### [Exercise material]

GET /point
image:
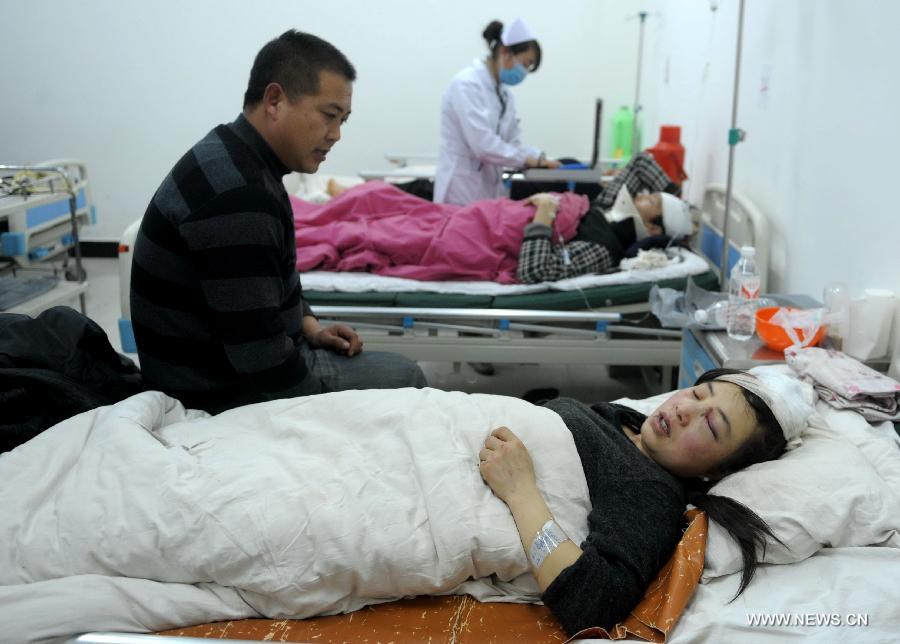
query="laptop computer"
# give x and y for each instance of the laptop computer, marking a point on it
(592, 173)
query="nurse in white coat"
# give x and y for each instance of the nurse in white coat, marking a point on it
(480, 132)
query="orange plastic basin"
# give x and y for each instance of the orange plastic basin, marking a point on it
(775, 337)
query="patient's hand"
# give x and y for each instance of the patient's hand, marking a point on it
(547, 204)
(506, 465)
(339, 338)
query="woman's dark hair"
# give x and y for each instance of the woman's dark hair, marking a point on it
(491, 34)
(746, 527)
(294, 60)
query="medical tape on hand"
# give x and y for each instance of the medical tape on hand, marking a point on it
(548, 539)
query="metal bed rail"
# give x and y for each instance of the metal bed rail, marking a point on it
(72, 174)
(512, 336)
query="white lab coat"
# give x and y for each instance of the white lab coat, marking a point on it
(476, 142)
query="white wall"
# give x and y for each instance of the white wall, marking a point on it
(129, 86)
(818, 99)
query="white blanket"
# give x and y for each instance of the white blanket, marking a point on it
(291, 508)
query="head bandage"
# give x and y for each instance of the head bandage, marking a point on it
(515, 33)
(676, 215)
(790, 400)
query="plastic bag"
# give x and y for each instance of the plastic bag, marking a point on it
(806, 320)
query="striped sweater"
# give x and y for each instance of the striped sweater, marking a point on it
(216, 300)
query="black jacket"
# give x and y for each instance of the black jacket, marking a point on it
(55, 366)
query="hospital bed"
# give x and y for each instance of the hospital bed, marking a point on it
(590, 319)
(42, 208)
(844, 591)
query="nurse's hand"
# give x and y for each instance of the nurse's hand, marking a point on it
(506, 465)
(339, 338)
(546, 206)
(540, 162)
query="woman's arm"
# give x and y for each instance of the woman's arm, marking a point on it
(507, 468)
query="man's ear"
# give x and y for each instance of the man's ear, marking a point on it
(273, 96)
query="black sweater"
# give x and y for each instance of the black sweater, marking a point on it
(634, 525)
(216, 301)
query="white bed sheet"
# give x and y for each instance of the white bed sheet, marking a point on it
(358, 282)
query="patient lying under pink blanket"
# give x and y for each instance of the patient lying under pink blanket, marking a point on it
(378, 228)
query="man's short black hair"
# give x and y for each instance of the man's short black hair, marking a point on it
(294, 60)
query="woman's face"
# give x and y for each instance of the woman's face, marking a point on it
(649, 206)
(697, 429)
(526, 58)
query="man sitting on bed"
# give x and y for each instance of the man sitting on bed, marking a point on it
(636, 209)
(217, 306)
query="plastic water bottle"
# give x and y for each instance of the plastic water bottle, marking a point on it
(623, 122)
(743, 296)
(836, 297)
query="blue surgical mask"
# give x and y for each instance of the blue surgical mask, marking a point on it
(514, 75)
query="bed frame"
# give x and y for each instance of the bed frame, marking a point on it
(537, 328)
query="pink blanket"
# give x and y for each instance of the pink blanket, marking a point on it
(378, 228)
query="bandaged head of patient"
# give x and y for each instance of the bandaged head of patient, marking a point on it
(676, 215)
(789, 399)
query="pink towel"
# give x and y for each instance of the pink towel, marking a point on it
(378, 228)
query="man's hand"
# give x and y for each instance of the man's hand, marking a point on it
(506, 465)
(339, 338)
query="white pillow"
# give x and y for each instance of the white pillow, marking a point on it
(841, 487)
(824, 493)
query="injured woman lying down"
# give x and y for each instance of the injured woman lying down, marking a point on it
(143, 516)
(377, 227)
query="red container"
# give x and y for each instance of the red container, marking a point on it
(669, 153)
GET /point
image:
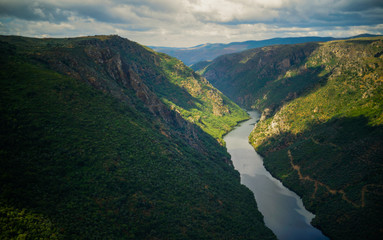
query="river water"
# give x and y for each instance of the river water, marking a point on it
(282, 209)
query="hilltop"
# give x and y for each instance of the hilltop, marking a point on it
(321, 128)
(103, 138)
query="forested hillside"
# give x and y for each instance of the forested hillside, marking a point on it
(95, 145)
(321, 130)
(209, 51)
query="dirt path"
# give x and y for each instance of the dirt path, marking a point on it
(332, 191)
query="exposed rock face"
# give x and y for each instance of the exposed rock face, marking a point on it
(108, 67)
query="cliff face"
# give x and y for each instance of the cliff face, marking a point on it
(261, 77)
(97, 141)
(321, 127)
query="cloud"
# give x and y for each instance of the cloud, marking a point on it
(190, 22)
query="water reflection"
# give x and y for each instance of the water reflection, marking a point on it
(282, 209)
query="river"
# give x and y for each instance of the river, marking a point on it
(282, 209)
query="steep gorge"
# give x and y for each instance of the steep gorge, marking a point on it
(98, 141)
(321, 130)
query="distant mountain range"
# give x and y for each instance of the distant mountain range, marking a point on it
(321, 131)
(102, 138)
(209, 51)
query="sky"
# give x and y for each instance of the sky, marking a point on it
(186, 23)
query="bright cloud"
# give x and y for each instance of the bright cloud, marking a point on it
(191, 22)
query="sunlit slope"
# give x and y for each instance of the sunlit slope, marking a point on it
(90, 151)
(321, 128)
(328, 144)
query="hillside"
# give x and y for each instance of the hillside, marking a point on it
(93, 145)
(210, 51)
(321, 130)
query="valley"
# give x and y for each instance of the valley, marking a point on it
(321, 127)
(104, 137)
(98, 141)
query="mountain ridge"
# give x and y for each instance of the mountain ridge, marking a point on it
(209, 51)
(321, 126)
(90, 149)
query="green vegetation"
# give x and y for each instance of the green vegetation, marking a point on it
(266, 76)
(88, 151)
(333, 137)
(202, 104)
(321, 132)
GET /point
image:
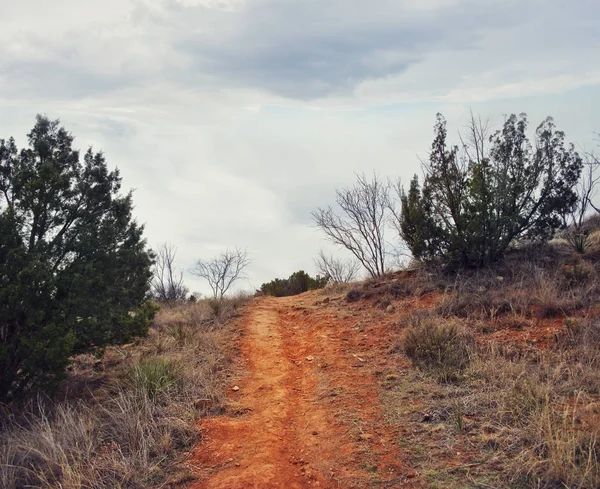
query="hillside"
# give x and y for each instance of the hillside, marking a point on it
(325, 395)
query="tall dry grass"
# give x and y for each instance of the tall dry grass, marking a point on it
(125, 421)
(537, 410)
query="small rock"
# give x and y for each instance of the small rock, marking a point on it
(201, 404)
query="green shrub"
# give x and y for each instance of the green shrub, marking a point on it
(353, 295)
(297, 283)
(153, 376)
(476, 200)
(438, 346)
(74, 265)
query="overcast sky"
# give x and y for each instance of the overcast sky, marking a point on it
(234, 119)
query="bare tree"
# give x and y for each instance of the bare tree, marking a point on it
(575, 221)
(360, 228)
(167, 283)
(221, 272)
(337, 270)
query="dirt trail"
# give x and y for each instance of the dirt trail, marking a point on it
(307, 412)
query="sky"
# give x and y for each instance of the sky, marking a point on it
(233, 120)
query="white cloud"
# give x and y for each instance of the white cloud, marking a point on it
(233, 119)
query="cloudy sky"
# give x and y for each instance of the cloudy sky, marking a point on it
(234, 119)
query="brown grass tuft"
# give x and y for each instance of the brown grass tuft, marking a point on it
(126, 420)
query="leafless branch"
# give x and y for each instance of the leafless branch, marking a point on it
(336, 269)
(221, 272)
(361, 226)
(167, 283)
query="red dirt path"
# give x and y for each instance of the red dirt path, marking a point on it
(307, 413)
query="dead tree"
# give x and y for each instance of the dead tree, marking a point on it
(335, 269)
(576, 232)
(221, 272)
(360, 227)
(167, 282)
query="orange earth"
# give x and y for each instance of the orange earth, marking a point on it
(305, 409)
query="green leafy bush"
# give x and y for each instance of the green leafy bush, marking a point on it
(478, 199)
(439, 346)
(74, 267)
(153, 376)
(297, 283)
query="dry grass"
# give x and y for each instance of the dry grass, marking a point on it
(517, 416)
(127, 420)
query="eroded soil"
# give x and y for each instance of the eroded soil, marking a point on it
(307, 412)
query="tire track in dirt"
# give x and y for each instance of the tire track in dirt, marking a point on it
(308, 410)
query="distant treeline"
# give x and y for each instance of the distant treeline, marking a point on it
(297, 283)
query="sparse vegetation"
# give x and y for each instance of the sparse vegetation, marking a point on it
(223, 271)
(528, 411)
(438, 345)
(167, 280)
(74, 266)
(476, 200)
(360, 227)
(297, 283)
(125, 421)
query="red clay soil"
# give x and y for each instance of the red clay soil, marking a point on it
(307, 412)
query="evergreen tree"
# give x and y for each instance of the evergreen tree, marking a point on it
(475, 201)
(74, 267)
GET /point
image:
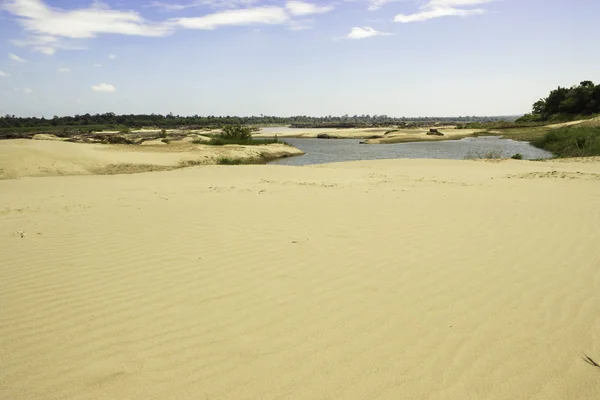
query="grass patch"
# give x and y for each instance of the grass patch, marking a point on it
(571, 141)
(493, 154)
(235, 161)
(222, 141)
(63, 129)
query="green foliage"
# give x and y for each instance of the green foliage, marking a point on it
(231, 161)
(583, 99)
(574, 141)
(238, 134)
(114, 121)
(503, 125)
(494, 154)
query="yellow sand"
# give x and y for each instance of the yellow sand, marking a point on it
(21, 158)
(403, 279)
(394, 135)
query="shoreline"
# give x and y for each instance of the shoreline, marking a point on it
(264, 281)
(37, 158)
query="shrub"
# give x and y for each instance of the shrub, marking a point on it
(230, 161)
(573, 141)
(237, 134)
(494, 154)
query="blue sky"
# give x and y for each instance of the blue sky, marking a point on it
(251, 57)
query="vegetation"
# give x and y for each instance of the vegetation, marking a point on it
(232, 161)
(525, 134)
(109, 121)
(494, 154)
(573, 141)
(564, 104)
(238, 134)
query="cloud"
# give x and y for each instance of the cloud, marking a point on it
(47, 44)
(47, 23)
(16, 58)
(301, 25)
(248, 16)
(443, 8)
(299, 8)
(365, 32)
(377, 4)
(203, 3)
(104, 88)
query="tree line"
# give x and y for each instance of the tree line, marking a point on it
(567, 103)
(198, 122)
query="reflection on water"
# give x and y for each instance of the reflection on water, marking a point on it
(320, 151)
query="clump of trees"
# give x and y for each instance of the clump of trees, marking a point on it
(170, 121)
(238, 134)
(567, 103)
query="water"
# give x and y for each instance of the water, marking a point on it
(320, 151)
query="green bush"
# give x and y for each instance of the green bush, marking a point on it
(231, 161)
(236, 133)
(573, 141)
(241, 135)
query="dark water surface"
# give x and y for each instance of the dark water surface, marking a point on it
(320, 151)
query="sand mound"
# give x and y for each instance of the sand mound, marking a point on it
(22, 158)
(403, 279)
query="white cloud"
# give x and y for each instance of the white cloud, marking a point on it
(301, 25)
(47, 44)
(302, 8)
(247, 16)
(203, 3)
(443, 8)
(365, 32)
(377, 4)
(104, 88)
(42, 20)
(16, 58)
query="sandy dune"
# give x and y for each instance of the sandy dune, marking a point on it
(394, 135)
(20, 158)
(402, 279)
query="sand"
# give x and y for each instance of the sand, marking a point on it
(386, 135)
(401, 279)
(29, 158)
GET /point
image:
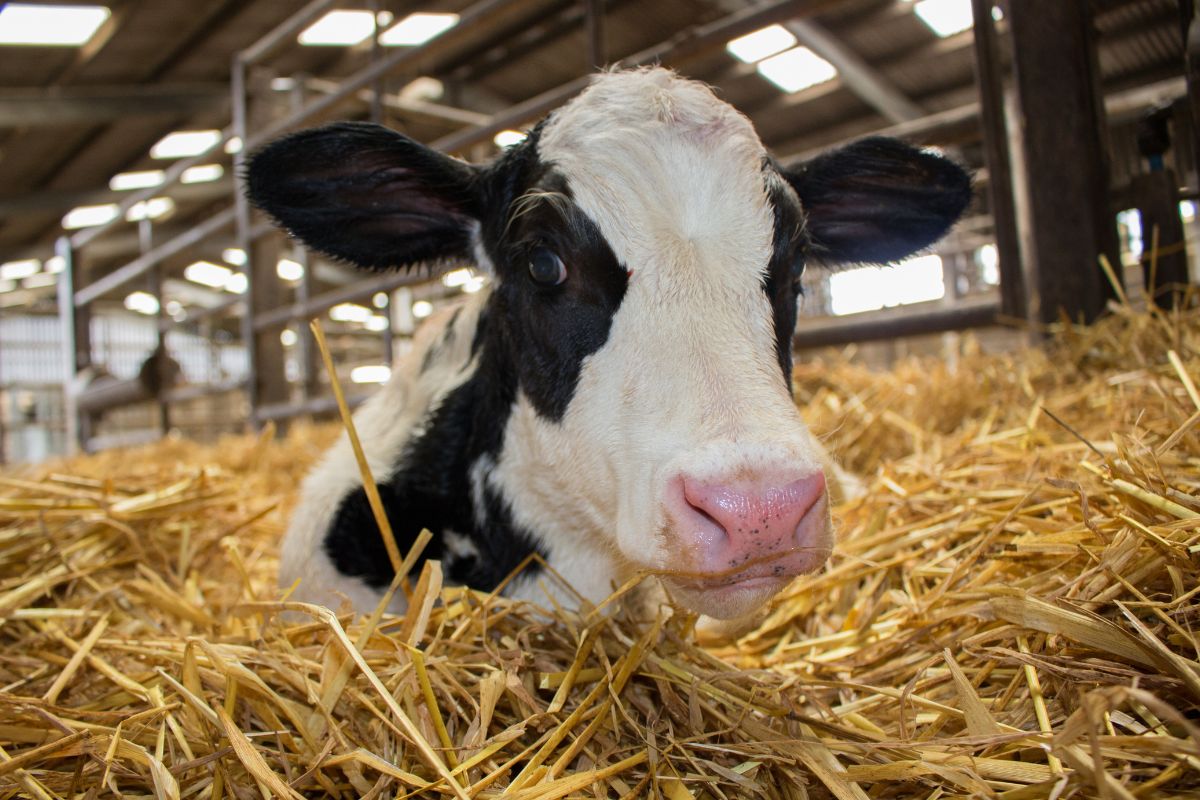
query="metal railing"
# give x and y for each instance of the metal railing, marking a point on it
(75, 298)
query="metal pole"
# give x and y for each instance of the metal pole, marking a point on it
(239, 103)
(377, 85)
(76, 346)
(594, 17)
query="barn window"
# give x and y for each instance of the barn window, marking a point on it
(870, 288)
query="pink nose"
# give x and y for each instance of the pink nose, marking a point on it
(751, 528)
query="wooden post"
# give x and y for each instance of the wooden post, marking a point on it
(75, 323)
(268, 380)
(995, 143)
(1157, 198)
(1062, 180)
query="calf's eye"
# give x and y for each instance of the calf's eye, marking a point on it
(546, 268)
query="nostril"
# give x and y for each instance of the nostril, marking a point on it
(702, 513)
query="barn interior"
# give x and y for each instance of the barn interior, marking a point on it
(120, 198)
(1011, 608)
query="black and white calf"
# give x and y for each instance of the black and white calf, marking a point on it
(619, 398)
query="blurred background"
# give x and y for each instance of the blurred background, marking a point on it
(139, 296)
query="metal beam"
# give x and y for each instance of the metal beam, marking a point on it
(60, 200)
(856, 73)
(895, 323)
(138, 266)
(35, 107)
(964, 119)
(685, 44)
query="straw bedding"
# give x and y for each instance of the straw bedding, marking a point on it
(1011, 613)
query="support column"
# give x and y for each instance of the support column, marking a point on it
(75, 323)
(995, 143)
(1062, 178)
(1157, 199)
(269, 378)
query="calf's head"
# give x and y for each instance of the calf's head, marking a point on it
(646, 256)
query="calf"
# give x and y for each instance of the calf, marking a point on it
(619, 397)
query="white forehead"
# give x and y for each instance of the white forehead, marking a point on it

### [Exercise details]
Your answer should consist of all lines in the listing above that contain "forehead".

### [Final answer]
query="white forehead"
# give x and y for each instance of the white forehead, marking a point on it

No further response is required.